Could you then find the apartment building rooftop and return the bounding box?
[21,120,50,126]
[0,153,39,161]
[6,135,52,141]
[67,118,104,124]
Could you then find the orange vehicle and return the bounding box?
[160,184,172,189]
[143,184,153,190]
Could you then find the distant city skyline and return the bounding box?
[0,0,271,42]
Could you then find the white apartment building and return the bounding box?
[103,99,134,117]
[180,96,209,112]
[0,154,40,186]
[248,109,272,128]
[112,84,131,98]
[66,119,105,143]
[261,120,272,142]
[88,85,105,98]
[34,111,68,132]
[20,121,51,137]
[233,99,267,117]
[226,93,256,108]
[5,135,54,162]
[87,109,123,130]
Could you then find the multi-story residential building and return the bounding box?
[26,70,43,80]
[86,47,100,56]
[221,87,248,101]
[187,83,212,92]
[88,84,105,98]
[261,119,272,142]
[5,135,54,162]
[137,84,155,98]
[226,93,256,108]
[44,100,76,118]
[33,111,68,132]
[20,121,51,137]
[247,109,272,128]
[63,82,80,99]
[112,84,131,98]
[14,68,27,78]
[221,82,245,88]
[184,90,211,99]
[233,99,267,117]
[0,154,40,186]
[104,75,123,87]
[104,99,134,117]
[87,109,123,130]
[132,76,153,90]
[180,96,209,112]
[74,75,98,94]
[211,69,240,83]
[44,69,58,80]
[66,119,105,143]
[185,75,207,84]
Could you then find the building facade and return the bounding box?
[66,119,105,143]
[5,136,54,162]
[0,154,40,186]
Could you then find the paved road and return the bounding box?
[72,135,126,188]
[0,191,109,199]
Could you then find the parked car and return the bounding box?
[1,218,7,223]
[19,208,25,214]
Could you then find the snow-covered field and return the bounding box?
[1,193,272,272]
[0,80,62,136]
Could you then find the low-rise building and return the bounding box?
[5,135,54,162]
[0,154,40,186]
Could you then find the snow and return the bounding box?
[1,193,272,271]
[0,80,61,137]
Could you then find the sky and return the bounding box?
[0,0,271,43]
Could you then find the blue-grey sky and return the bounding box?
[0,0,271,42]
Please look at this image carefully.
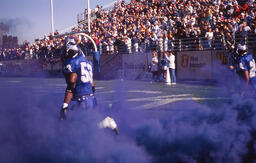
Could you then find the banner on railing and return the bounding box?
[177,51,213,80]
[122,54,148,80]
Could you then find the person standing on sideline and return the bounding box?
[161,52,169,80]
[167,51,176,84]
[151,51,159,82]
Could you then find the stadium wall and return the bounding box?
[0,56,94,77]
[119,49,256,81]
[176,51,213,80]
[120,51,217,81]
[1,49,256,79]
[122,54,149,80]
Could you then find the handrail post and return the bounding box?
[179,39,181,52]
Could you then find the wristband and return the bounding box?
[62,103,69,108]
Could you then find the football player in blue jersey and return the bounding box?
[60,38,96,120]
[60,38,119,134]
[236,44,256,90]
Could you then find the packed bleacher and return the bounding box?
[1,0,256,61]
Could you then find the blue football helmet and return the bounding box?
[236,44,247,57]
[65,38,79,58]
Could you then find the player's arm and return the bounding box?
[239,61,250,85]
[91,79,96,94]
[60,72,77,120]
[243,70,250,84]
[64,72,77,104]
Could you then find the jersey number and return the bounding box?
[80,62,92,83]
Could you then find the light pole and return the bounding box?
[50,0,55,36]
[87,0,91,33]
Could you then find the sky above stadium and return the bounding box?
[0,0,120,44]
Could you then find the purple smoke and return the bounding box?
[0,79,150,163]
[0,60,256,163]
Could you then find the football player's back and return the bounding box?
[74,54,93,98]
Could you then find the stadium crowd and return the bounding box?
[1,0,256,61]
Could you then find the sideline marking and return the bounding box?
[128,90,162,94]
[128,94,231,110]
[7,81,23,83]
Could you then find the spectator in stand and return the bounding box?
[114,35,125,53]
[205,28,214,48]
[124,35,132,54]
[54,30,59,36]
[163,34,169,52]
[108,36,115,54]
[239,21,252,37]
[158,34,164,53]
[132,34,139,53]
[2,0,256,60]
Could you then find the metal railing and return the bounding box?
[77,1,117,25]
[84,34,256,56]
[1,34,255,62]
[77,10,97,25]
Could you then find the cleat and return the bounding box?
[98,116,119,135]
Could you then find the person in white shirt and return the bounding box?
[240,21,251,37]
[108,37,114,54]
[167,51,176,84]
[124,36,132,54]
[205,28,214,48]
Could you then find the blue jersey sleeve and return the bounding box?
[238,53,256,72]
[239,56,249,71]
[63,58,79,74]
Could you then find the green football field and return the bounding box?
[0,77,230,111]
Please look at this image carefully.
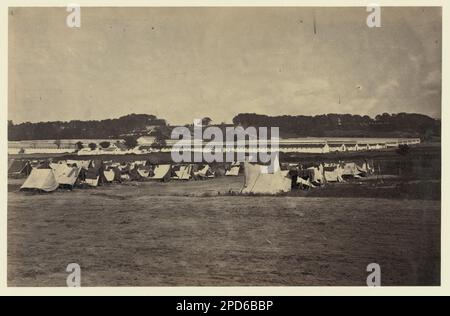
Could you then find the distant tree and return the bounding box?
[7,114,167,141]
[18,148,25,154]
[99,141,111,149]
[202,117,212,126]
[396,144,410,156]
[54,139,61,149]
[423,128,434,141]
[149,126,170,149]
[75,141,84,150]
[88,143,97,151]
[123,136,138,149]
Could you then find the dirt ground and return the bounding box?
[8,176,440,286]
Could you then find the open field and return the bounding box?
[8,176,440,286]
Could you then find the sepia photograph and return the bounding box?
[7,5,441,288]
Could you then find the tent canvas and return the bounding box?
[85,165,106,186]
[137,169,151,177]
[50,163,81,187]
[8,160,32,176]
[111,167,123,182]
[129,166,144,181]
[8,159,14,171]
[194,165,215,179]
[324,165,344,182]
[225,165,240,176]
[133,160,146,167]
[92,159,102,167]
[241,161,291,195]
[120,173,131,181]
[342,162,362,178]
[79,160,92,170]
[137,166,154,178]
[307,165,324,184]
[172,165,193,180]
[66,160,91,170]
[104,169,116,182]
[85,176,100,187]
[297,176,314,188]
[36,160,51,169]
[20,169,59,192]
[356,161,374,176]
[260,154,281,174]
[29,160,42,169]
[118,164,130,172]
[147,164,171,181]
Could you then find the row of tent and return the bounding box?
[291,161,375,189]
[242,159,375,195]
[11,157,374,195]
[13,159,243,192]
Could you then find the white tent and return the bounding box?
[104,169,116,182]
[324,164,344,182]
[137,168,152,177]
[241,161,291,195]
[260,154,281,174]
[20,169,59,192]
[148,164,171,181]
[307,165,325,184]
[85,176,100,187]
[50,163,81,187]
[66,160,91,170]
[172,165,192,180]
[342,162,362,178]
[120,174,130,181]
[118,164,129,171]
[194,165,215,178]
[357,161,374,175]
[297,176,314,188]
[225,164,240,176]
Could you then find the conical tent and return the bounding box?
[241,160,291,195]
[20,169,59,192]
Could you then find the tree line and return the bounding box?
[232,112,440,139]
[8,114,166,141]
[8,112,440,141]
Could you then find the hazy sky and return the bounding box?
[9,7,441,125]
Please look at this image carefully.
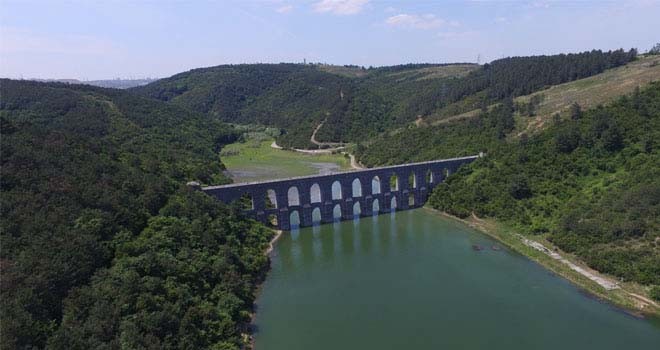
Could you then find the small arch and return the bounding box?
[372,199,380,214]
[310,183,321,203]
[390,174,399,191]
[332,181,342,200]
[408,172,417,189]
[267,214,278,227]
[290,210,300,228]
[426,170,433,185]
[332,204,342,221]
[238,193,254,210]
[288,186,300,206]
[353,202,361,217]
[408,193,415,207]
[312,207,322,225]
[390,196,398,211]
[371,176,381,195]
[352,178,362,197]
[264,189,277,209]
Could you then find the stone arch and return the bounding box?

+ + + +

◆ Task requirements ◆
Output the entries above exactly as given, but strip out the pictures.

◆ Response area ◆
Could you then find the apartment building rooftop and return the bounding box?
[21,120,50,126]
[0,153,39,161]
[6,135,52,141]
[67,118,104,124]
Could you then find the orange vehicle and return the bounding box?
[160,184,172,189]
[143,184,153,190]
Could you then find the distant city skyline and return the bounding box?
[0,0,271,42]
Could you then find the white apartment building and return the bounding box?
[103,99,134,117]
[180,96,209,112]
[0,154,40,186]
[248,109,272,128]
[112,84,131,98]
[66,119,105,143]
[261,120,272,142]
[88,85,105,98]
[34,111,68,132]
[20,121,51,137]
[233,99,267,117]
[226,93,256,108]
[5,135,54,162]
[87,109,123,130]
Could you then find the multi-story residential building and return the bounding box?
[26,70,43,80]
[86,47,100,56]
[221,87,248,101]
[187,83,212,92]
[88,84,105,98]
[261,119,272,142]
[5,135,54,162]
[137,84,155,98]
[226,93,256,108]
[44,100,76,118]
[33,111,68,132]
[20,121,51,137]
[247,109,272,128]
[63,82,80,99]
[112,84,131,98]
[14,68,27,78]
[221,82,245,88]
[184,90,211,99]
[233,99,267,117]
[0,154,40,186]
[104,75,123,87]
[104,99,134,117]
[87,109,123,130]
[132,76,153,90]
[180,96,209,112]
[74,75,98,94]
[211,69,240,83]
[44,69,58,80]
[66,119,105,143]
[185,75,207,84]
Could you then find the building facade and return the bounding box?
[66,119,105,143]
[5,136,54,162]
[0,154,40,186]
Could you then find the paved road and return the bounding box?
[72,135,126,188]
[0,191,109,199]
Could you then find the parked car and return the bounding box?
[1,218,7,223]
[19,208,25,214]
Could you then find the snow-covered field and return the bounding box?
[1,193,272,272]
[0,80,62,136]
Could you then find the low-rise building and return the bounding box?
[5,135,54,162]
[0,154,40,186]
Could you then find the snow and return the bounding box?
[1,193,272,271]
[0,80,61,137]
Could you then find the sky and return the bounding box?
[0,0,271,43]
Could you then find the blue-grey sky and return the bounding box?
[0,0,271,42]
Please look at this image carefully.
Could you then find the banner on railing and return the bounding box?
[177,51,213,80]
[122,54,148,80]
Could you then find the person standing on sideline and return the bounding box?
[161,52,169,80]
[167,51,176,84]
[151,51,159,82]
Could you then find the stadium wall and return the bounding box?
[0,56,94,77]
[119,49,256,81]
[176,51,213,80]
[120,51,217,81]
[1,49,256,79]
[122,54,149,80]
Could you then find the handrail post and return the bounding box?
[179,39,181,52]
Could you then find the wristband and return the bounding box?
[62,103,69,108]
Could you then find the football player in blue jersey and return the bounding box?
[60,38,96,120]
[60,38,119,134]
[236,44,256,90]
Could you then find the packed bleacher and return the bounding box?
[1,0,256,61]
Could you then find the blue football helmet and return the bounding box?
[236,44,247,57]
[65,38,79,58]
Could you then find the player's arm and return the bounding box?
[239,61,250,85]
[91,79,96,94]
[60,72,77,120]
[243,70,250,84]
[64,72,77,104]
Could you then find the jersey number and return the bounding box?
[80,62,92,83]
Could you then find the light pole and return the bounding box?
[50,0,55,36]
[87,0,91,33]
Could you then find the sky above stadium and return the bounding box?
[0,0,120,44]
Could you then find the purple smoke and return the bounding box?
[0,79,150,163]
[0,60,256,163]
Could you then find the football player's back and return the bounding box?
[74,54,93,98]
Could you then find the stadium crowd and return the bounding box?
[1,0,256,61]
Could you then find the sideline marking and return the bounding box?
[128,90,162,94]
[128,94,231,110]
[7,81,23,83]
Could you then find the spectator in stand and return the bounding box?
[114,35,125,53]
[205,28,214,48]
[124,35,132,54]
[54,30,59,36]
[163,34,169,52]
[108,36,115,54]
[239,21,252,37]
[158,34,164,53]
[132,34,139,53]
[2,0,256,60]
Could you then find the metal railing and return the bounding box?
[77,1,117,25]
[84,34,256,56]
[1,34,255,62]
[77,10,97,25]
Could you then find the cleat and return the bounding box?
[98,116,119,135]
Could you then find the person in white shirt and return the bounding box?
[240,21,251,37]
[108,37,114,54]
[167,51,176,84]
[124,36,132,54]
[205,28,214,48]
Could you then find the blue jersey sleeve and return the bounding box?
[238,53,256,72]
[239,56,249,71]
[63,58,79,74]
Could you then find the green football field and return the bounding box?
[0,77,230,111]
Please look at this image carefully.
Could you then find the distant tree and return the bounding box?
[7,114,167,141]
[18,148,25,154]
[99,141,111,149]
[202,117,212,126]
[396,144,410,156]
[54,139,61,149]
[423,128,434,141]
[149,126,170,149]
[75,141,84,150]
[88,143,97,151]
[123,136,138,149]
Could you then find the dirt ground and return the bounding box?
[8,176,440,286]
Could you then find the open field and return the bounding box?
[8,176,440,286]
Could you then find the sepia photograph and return the bounding box?
[7,5,441,288]
Could you then find the tent canvas and return the bounding box?
[85,165,106,186]
[137,169,151,177]
[50,163,81,187]
[8,160,32,176]
[111,167,123,182]
[129,166,144,181]
[8,159,14,171]
[194,165,215,179]
[324,165,344,182]
[225,165,240,176]
[133,160,146,167]
[92,159,102,167]
[241,161,291,195]
[120,173,131,181]
[342,162,362,178]
[79,160,92,170]
[137,166,154,178]
[307,165,324,184]
[172,165,193,180]
[66,160,91,170]
[104,169,116,182]
[85,176,100,187]
[297,176,314,188]
[36,160,51,169]
[20,169,59,192]
[356,161,374,176]
[260,154,281,174]
[29,160,42,169]
[118,164,130,172]
[147,164,171,181]
Could you then find the row of tent and return the bounding box?
[291,161,375,189]
[242,159,375,195]
[11,157,374,195]
[13,159,243,192]
Could you then find the white tent and return the bounding box?
[104,169,116,182]
[324,164,344,182]
[137,168,152,177]
[241,161,291,195]
[260,154,281,174]
[20,169,59,192]
[148,164,171,181]
[307,165,325,184]
[85,176,100,187]
[50,163,81,187]
[66,160,91,170]
[172,165,192,180]
[342,162,362,178]
[120,174,130,181]
[118,164,129,171]
[194,165,215,178]
[357,161,374,175]
[297,176,314,188]
[225,164,240,176]
Could you then find the conical tent and return the bounding box?
[241,160,291,195]
[20,169,59,192]
Could you then find the tree line and return the bounding box?
[232,112,440,139]
[8,114,166,141]
[8,112,440,141]
Could you then find the hazy sky and return the bounding box?
[9,7,441,125]
Please look at this image carefully.
Could you then find the small arch and return the bounding box?
[372,199,380,214]
[310,183,321,203]
[390,174,399,191]
[332,181,342,200]
[408,172,417,189]
[267,214,278,227]
[290,210,300,228]
[426,170,433,185]
[332,204,342,221]
[238,193,254,210]
[288,186,300,206]
[353,202,361,217]
[408,193,415,207]
[312,207,322,225]
[390,196,398,211]
[371,176,381,195]
[352,178,362,197]
[264,189,277,209]
Could you then find the stone arch and return the bounding box?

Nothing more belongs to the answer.